[Ziel]
Beantworte anhand des Textes über die EM-Reise nach Danzig diese Fragen:
1. Zu welchem Spiel brachen Philipp Köster und Christoph Biermann am Sonntag auf?
2. Von welcher Stadt aus ging die Fahrt ins östliche Nachbarland los?
3. Mit dem Heringssalat welcher Stadt wird der kaschubische Heringssalat verglichen?

[Vorliegender Text]
※

Unsere Kollegen Philipp Köster und Christoph Biermann machten sich am Sonntag zum Spiel zwischen Spanien und Italien auf. Sie kamen auch in Danzig an, doch dann kam alles anders.
Nur wenige Gegenstände sind deprimierender als Brustbeutel. Sie sind hässliche um den Hals gehängte Misstrauenskundgebung an die Welt. Sagen sie doch nichts anderes als: „Ich habe dich im Verdacht, mich um meine Besitzstände bringen zu wollen.“ Deshalb verschwindet die eigene Habe so nah am Körper wie möglich, den Blicken und Zugriffen aller Bösewichter entzogen. Insofern ist der Polenwitz der Brustbeutel der Humorproduktion. Denn geht es bei ihm immer darum, den Grundverdacht gegenüber dem diebischen Polen in etwas zu verwandeln, was eine Pointe sein soll.
„Schatz, wir fahren zur EM!“
Aber eigentlich hatte ich weder an Brustbeutel noch an Polenwitze gedacht, als wir gestern von Berlin aus zum ersten Mal in unser östliches Nachbarland aufbrachen. „Schatz, wir fahren zur EM“, hatte ich einige Tage vorher zu Hause stolz verkündet. Ein Freund hatte zwei allerbeste Eintrittskarten fürs absehbar allerbeste Spiel der Vorrunde dieser Europameisterschaft besorgt. Das Wetter war bei der Abreise herrlich, die Vorfreude riesig, und vergnügt rollten wir durch die schönen Landschaften Vorpommerns, Kaschubiens und Pommerns. Zumal die Straßen dort so angelegt sind, dass man auch genug Zeit hat, sich die rollenden Hügel, grünen Wiesen und Storchennester anzuschauen.
Irgendwann erreichten wir dann doch Danzig und hatten kaum angehalten, als wir schon überschwänglich von Einheimischen begrüßt wurden – sogar per Handkuss (ok, ich nicht). Ein herrlicher Sonntag war das in der Altstadt, die in ihrer ganzen Puppenstubenhaftigkeit von singenden Fans belebt wurde. Auch das Essen war wunderbar, wobei sich der kaschubische Heringssalat von dem in Hamburg nun eigentlich auch nicht unterscheidet.

※

[Extrahierte Angaben]
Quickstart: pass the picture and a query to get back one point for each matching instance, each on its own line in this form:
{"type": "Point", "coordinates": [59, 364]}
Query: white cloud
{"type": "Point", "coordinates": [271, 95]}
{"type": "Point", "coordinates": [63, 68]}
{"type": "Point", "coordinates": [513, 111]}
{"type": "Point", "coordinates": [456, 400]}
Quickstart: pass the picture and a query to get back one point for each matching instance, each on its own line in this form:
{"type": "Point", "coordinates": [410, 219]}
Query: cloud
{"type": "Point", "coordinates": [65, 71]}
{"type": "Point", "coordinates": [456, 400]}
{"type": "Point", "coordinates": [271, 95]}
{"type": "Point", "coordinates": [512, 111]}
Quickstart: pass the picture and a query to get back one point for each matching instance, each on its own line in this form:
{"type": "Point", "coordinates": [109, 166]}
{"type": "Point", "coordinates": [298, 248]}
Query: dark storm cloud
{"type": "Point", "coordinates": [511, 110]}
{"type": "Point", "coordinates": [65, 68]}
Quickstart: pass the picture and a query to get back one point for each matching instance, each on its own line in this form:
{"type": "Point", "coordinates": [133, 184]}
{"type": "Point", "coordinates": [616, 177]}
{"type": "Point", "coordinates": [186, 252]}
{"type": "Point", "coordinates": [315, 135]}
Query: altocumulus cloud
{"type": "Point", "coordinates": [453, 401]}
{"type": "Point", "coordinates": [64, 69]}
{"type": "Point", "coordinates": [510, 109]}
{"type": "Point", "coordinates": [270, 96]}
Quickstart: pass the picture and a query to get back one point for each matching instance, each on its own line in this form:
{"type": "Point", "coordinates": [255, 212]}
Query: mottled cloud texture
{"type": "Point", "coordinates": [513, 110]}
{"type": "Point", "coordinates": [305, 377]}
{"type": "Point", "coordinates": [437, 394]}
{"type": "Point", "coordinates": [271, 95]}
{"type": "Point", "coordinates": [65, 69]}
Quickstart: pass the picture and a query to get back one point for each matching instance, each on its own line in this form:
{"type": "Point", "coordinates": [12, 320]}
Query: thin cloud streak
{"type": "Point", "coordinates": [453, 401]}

※

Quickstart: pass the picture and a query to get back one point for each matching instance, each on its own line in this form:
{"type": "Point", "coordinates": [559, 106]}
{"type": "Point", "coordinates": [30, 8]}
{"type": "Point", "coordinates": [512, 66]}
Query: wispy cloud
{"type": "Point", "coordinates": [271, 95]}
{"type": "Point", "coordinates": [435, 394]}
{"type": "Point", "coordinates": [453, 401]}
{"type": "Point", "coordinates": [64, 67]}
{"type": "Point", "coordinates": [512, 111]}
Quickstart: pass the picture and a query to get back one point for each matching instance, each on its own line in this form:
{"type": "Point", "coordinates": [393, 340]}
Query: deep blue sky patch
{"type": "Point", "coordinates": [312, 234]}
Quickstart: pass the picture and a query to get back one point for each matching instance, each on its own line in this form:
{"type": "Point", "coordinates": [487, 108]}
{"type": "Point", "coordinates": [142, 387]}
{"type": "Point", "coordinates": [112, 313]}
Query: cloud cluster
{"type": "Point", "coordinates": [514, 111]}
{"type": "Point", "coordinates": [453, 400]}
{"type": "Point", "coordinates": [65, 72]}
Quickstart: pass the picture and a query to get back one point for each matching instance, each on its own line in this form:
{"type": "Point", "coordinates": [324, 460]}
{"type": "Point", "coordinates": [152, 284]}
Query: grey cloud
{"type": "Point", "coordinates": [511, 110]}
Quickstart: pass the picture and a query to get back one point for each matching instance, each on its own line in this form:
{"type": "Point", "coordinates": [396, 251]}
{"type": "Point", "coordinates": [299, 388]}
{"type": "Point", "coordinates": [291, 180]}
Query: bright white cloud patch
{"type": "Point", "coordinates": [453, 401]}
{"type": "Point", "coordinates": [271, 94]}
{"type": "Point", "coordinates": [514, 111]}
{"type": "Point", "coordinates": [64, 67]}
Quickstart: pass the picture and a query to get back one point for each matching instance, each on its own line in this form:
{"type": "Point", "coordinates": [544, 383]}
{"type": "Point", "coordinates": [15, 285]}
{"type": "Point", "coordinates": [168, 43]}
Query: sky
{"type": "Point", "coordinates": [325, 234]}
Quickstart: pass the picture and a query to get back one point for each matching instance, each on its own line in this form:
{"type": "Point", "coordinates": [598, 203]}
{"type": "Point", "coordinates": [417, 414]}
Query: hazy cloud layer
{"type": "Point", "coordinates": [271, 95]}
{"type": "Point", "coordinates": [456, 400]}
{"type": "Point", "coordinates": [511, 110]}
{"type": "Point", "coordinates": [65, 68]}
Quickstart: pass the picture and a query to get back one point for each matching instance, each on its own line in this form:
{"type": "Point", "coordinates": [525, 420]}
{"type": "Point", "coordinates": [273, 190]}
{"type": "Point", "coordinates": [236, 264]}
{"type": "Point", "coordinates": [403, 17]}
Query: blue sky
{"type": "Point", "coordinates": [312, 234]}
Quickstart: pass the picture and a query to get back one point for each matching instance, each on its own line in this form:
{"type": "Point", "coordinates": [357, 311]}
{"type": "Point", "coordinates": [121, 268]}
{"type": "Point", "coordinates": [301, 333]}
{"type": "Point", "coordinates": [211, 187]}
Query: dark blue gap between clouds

※

[Ergebnis]
1. Zum Spiel Spanien gegen Italien.
2. Von Berlin aus.
3. Mit dem Heringssalat in Hamburg.